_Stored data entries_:
===============
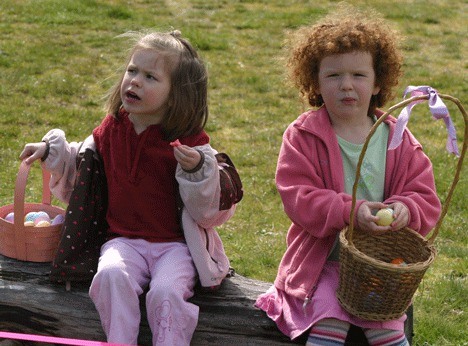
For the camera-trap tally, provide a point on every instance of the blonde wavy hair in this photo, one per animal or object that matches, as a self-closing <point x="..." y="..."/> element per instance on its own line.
<point x="343" y="31"/>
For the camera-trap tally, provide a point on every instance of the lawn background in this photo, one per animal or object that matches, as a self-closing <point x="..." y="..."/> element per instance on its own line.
<point x="59" y="57"/>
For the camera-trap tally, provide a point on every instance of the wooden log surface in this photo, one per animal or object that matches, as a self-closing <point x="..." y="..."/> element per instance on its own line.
<point x="31" y="304"/>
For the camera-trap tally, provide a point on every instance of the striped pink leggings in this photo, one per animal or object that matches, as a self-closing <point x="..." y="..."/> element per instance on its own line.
<point x="332" y="332"/>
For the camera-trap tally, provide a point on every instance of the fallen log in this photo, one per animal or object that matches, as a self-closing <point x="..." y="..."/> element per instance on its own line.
<point x="31" y="304"/>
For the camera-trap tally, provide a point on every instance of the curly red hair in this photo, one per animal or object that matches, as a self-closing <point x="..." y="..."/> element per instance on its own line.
<point x="344" y="31"/>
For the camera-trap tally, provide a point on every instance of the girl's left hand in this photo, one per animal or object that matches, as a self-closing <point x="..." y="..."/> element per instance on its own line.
<point x="187" y="157"/>
<point x="400" y="216"/>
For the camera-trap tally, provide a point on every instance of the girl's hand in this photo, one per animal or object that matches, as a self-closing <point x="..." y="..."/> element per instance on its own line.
<point x="33" y="151"/>
<point x="366" y="220"/>
<point x="187" y="157"/>
<point x="400" y="215"/>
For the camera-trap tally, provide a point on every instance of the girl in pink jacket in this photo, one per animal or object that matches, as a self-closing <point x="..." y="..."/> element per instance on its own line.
<point x="151" y="244"/>
<point x="346" y="65"/>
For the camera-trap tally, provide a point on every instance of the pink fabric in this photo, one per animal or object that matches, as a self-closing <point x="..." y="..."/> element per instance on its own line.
<point x="295" y="318"/>
<point x="310" y="180"/>
<point x="126" y="268"/>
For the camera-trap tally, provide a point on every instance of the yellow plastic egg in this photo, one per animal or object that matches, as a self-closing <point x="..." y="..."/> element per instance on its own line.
<point x="385" y="216"/>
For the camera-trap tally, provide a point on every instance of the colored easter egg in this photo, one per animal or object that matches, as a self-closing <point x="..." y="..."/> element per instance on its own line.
<point x="43" y="223"/>
<point x="42" y="214"/>
<point x="30" y="216"/>
<point x="10" y="217"/>
<point x="58" y="219"/>
<point x="385" y="216"/>
<point x="398" y="261"/>
<point x="41" y="219"/>
<point x="176" y="143"/>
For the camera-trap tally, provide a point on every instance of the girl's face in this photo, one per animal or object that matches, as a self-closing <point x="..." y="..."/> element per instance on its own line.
<point x="146" y="86"/>
<point x="346" y="84"/>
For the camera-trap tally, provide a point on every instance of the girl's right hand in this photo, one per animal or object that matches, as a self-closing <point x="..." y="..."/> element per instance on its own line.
<point x="33" y="152"/>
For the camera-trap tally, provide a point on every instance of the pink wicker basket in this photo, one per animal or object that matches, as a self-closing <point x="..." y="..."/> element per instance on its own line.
<point x="28" y="243"/>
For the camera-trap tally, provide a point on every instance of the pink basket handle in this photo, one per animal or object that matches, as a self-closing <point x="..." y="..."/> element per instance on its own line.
<point x="19" y="200"/>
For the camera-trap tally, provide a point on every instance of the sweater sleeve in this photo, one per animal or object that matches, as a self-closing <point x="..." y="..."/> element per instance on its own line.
<point x="200" y="191"/>
<point x="61" y="162"/>
<point x="411" y="182"/>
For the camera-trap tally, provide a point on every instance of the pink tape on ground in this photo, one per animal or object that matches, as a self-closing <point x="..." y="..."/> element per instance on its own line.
<point x="53" y="339"/>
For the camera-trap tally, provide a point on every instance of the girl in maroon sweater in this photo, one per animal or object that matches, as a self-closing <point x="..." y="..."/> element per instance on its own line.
<point x="161" y="97"/>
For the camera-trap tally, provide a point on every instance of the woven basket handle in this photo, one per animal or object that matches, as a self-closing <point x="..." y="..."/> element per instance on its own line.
<point x="19" y="200"/>
<point x="457" y="172"/>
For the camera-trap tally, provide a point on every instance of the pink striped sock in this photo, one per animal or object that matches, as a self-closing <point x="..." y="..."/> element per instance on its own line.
<point x="328" y="332"/>
<point x="386" y="337"/>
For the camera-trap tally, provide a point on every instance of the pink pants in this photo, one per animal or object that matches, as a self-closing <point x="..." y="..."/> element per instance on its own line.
<point x="126" y="267"/>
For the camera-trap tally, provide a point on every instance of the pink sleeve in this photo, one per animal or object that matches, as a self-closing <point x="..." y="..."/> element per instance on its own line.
<point x="61" y="162"/>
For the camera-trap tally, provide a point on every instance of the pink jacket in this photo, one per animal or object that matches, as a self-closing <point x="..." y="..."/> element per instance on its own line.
<point x="310" y="180"/>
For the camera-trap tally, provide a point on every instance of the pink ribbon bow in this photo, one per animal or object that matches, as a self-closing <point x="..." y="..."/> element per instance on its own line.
<point x="439" y="111"/>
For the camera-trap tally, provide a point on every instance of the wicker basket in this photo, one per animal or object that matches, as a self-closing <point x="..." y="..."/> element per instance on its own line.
<point x="370" y="286"/>
<point x="27" y="243"/>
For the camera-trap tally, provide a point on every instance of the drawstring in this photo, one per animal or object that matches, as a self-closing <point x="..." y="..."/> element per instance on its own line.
<point x="133" y="166"/>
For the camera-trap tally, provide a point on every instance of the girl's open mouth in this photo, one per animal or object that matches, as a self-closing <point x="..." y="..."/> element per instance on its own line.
<point x="132" y="95"/>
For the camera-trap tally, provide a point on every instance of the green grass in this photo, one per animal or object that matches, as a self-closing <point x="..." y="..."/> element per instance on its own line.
<point x="58" y="57"/>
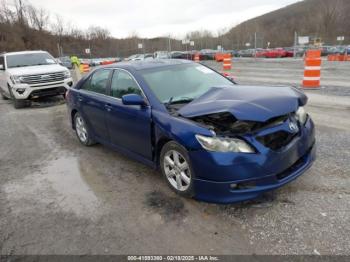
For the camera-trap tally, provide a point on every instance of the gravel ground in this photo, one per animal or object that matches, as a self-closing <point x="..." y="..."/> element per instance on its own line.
<point x="58" y="197"/>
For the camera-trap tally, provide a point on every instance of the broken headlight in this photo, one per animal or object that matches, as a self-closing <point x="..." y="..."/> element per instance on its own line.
<point x="301" y="115"/>
<point x="221" y="144"/>
<point x="66" y="74"/>
<point x="15" y="79"/>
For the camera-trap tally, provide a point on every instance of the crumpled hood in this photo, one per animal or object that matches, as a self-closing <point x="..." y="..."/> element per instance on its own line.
<point x="249" y="103"/>
<point x="36" y="70"/>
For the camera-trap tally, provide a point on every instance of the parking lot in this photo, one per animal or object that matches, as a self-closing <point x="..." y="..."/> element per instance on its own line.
<point x="58" y="197"/>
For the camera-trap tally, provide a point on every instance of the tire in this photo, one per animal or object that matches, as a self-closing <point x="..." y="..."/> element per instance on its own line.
<point x="82" y="130"/>
<point x="3" y="95"/>
<point x="177" y="169"/>
<point x="17" y="103"/>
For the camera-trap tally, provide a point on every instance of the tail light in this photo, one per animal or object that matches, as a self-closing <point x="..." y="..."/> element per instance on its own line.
<point x="66" y="94"/>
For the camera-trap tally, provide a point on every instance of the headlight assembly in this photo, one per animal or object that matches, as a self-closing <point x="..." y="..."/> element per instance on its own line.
<point x="301" y="115"/>
<point x="67" y="74"/>
<point x="15" y="79"/>
<point x="220" y="144"/>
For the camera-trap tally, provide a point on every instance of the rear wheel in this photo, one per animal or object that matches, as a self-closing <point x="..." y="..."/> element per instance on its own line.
<point x="176" y="168"/>
<point x="82" y="130"/>
<point x="20" y="103"/>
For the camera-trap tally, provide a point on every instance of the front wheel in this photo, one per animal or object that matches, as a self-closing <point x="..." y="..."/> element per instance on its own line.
<point x="18" y="103"/>
<point x="176" y="168"/>
<point x="82" y="130"/>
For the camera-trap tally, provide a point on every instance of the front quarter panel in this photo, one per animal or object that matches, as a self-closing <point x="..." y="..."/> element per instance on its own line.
<point x="179" y="129"/>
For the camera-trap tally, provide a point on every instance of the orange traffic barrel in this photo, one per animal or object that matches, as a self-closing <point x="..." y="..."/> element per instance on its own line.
<point x="219" y="57"/>
<point x="196" y="57"/>
<point x="312" y="73"/>
<point x="227" y="62"/>
<point x="84" y="68"/>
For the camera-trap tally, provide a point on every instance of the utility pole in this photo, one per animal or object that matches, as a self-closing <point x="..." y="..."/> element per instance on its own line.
<point x="255" y="43"/>
<point x="169" y="44"/>
<point x="295" y="44"/>
<point x="58" y="49"/>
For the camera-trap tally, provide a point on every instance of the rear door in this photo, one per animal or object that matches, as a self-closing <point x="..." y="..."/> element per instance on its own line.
<point x="3" y="79"/>
<point x="92" y="100"/>
<point x="129" y="126"/>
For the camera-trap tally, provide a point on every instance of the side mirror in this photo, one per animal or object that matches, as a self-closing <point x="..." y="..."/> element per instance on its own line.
<point x="229" y="77"/>
<point x="133" y="100"/>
===============
Transcribe only the trailing portion of the entries above: the line that contains "of the utility" and each line after it.

_TASK ANSWER_:
For the camera-trap tally, provide a point on every instance of the utility pole in this photo, one per animal or object that matches, as a self-closing <point x="..." y="..."/> element per instance on its own line.
<point x="255" y="43"/>
<point x="169" y="44"/>
<point x="295" y="44"/>
<point x="58" y="49"/>
For the camera-trap tally, provide a point on every instance of the rear door in this photo, one per animal or object that matches, as a self-closing <point x="..." y="..."/> element per instance on its own line.
<point x="3" y="79"/>
<point x="92" y="100"/>
<point x="129" y="126"/>
For the camera-trap tally, provide a point on every instance of the side mirror in this photo, one per animal or object that matches, as a self-closing <point x="..." y="..."/> element per instance on its own line.
<point x="229" y="77"/>
<point x="133" y="100"/>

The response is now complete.